### Data extract

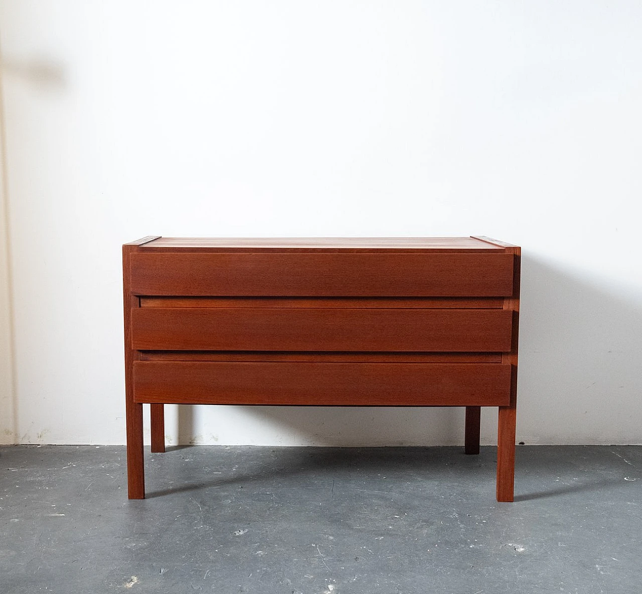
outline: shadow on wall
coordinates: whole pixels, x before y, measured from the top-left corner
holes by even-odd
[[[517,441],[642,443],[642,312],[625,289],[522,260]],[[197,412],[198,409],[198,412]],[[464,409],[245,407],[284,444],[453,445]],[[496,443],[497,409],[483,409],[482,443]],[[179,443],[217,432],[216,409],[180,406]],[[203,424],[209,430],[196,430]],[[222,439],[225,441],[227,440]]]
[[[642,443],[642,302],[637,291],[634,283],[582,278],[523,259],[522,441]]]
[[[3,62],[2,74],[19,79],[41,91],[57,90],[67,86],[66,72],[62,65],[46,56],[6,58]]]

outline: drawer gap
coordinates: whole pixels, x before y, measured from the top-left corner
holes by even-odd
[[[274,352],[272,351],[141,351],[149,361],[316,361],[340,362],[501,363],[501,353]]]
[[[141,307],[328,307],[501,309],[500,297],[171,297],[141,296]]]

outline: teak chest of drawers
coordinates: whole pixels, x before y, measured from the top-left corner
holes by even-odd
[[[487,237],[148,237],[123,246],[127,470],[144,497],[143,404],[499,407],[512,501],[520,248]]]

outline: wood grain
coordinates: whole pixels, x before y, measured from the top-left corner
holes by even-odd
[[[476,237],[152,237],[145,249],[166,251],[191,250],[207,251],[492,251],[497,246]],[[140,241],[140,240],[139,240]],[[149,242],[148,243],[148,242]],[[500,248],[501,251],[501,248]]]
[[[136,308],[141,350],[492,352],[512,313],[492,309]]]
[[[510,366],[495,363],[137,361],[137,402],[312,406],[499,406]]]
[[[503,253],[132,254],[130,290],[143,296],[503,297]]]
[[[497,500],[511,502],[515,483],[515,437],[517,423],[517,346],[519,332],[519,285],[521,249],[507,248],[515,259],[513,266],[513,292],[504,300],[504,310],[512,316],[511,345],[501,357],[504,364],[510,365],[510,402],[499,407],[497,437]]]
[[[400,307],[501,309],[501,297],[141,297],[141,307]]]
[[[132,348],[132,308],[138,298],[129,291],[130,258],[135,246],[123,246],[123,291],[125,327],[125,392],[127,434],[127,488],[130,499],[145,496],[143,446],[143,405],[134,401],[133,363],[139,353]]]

---

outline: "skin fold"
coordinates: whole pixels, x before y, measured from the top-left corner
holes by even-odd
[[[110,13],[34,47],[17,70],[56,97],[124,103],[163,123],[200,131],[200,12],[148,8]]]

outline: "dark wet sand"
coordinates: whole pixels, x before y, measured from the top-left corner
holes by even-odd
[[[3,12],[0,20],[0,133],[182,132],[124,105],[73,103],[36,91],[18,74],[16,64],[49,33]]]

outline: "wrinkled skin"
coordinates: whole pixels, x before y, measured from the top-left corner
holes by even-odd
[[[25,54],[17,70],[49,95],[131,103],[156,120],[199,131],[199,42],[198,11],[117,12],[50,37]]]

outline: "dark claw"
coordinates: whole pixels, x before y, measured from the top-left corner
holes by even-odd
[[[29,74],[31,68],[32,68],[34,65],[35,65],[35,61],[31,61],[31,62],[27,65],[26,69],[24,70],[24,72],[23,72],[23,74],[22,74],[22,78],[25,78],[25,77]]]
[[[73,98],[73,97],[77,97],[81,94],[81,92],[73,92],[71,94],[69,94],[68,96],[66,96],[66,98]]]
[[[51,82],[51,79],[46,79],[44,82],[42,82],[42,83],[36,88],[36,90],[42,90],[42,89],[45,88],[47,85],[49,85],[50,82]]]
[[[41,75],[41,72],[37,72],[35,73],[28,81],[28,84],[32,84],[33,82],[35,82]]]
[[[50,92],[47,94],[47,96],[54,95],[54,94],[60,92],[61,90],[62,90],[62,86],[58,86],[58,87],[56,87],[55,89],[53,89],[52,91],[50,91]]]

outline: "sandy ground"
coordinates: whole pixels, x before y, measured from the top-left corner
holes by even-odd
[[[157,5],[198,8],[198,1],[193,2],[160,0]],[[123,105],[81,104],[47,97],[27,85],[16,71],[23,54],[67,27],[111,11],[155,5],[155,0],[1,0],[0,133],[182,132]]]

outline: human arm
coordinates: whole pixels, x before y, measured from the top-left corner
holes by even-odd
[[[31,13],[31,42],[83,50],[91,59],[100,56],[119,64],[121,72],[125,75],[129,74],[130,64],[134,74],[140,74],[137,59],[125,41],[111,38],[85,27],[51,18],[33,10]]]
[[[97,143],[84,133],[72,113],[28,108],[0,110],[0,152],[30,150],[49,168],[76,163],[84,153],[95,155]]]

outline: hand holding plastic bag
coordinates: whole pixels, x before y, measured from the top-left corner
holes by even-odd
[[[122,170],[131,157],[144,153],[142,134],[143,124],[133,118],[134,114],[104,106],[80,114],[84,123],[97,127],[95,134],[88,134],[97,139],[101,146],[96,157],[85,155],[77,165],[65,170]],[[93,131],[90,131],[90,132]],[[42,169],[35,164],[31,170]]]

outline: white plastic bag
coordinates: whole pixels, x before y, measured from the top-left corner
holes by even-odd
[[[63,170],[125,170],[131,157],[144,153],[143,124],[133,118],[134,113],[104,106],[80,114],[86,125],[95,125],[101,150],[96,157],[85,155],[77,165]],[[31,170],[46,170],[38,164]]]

...

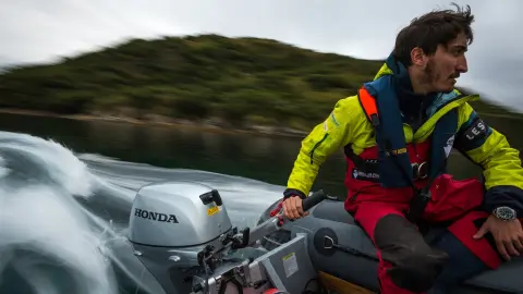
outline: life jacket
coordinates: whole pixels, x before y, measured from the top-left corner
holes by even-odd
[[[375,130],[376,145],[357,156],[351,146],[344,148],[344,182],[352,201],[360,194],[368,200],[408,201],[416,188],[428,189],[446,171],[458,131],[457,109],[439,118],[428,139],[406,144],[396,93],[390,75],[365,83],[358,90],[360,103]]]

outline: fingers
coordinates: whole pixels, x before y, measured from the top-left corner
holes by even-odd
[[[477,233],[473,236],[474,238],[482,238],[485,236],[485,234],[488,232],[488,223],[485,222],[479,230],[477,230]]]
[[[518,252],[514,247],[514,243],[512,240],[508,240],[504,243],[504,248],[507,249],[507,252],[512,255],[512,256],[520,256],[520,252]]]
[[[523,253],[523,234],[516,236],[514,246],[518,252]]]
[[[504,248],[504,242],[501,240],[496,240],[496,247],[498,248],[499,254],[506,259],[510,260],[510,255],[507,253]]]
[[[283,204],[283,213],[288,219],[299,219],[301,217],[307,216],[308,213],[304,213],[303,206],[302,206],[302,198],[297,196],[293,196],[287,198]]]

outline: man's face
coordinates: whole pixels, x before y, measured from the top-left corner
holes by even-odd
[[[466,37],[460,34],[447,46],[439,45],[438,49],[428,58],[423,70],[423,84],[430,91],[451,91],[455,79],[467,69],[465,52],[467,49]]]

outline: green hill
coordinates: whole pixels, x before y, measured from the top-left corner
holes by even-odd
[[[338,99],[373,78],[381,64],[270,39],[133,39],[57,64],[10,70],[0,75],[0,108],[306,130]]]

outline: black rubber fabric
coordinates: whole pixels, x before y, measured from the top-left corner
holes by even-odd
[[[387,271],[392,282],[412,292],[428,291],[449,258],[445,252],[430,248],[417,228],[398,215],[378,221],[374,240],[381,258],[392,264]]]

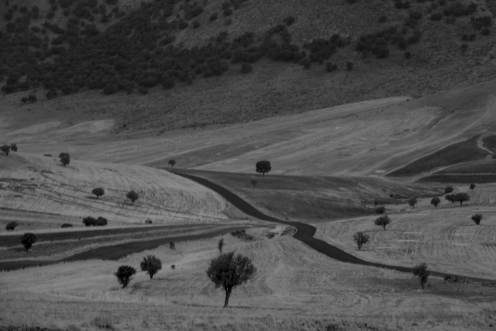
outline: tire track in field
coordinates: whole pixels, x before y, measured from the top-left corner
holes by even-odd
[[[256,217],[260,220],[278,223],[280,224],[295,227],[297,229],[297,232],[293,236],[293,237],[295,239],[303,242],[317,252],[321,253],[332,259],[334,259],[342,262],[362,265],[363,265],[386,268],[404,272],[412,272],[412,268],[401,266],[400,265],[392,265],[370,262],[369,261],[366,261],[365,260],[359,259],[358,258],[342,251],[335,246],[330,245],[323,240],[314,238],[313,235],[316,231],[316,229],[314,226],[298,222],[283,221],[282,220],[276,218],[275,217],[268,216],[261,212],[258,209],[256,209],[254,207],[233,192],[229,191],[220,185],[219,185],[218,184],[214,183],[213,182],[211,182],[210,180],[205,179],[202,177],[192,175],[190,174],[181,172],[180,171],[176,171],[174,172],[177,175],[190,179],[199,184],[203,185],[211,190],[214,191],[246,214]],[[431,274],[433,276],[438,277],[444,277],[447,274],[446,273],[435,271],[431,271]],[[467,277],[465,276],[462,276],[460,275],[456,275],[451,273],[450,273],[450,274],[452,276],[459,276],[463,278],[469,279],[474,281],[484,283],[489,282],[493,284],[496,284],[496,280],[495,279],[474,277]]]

### Task to complete
Identify each line in the material above that contains the word "plastic", and copy every such line in full.

### Problem solution
outline: hand holding plastic bag
outline: white plastic bag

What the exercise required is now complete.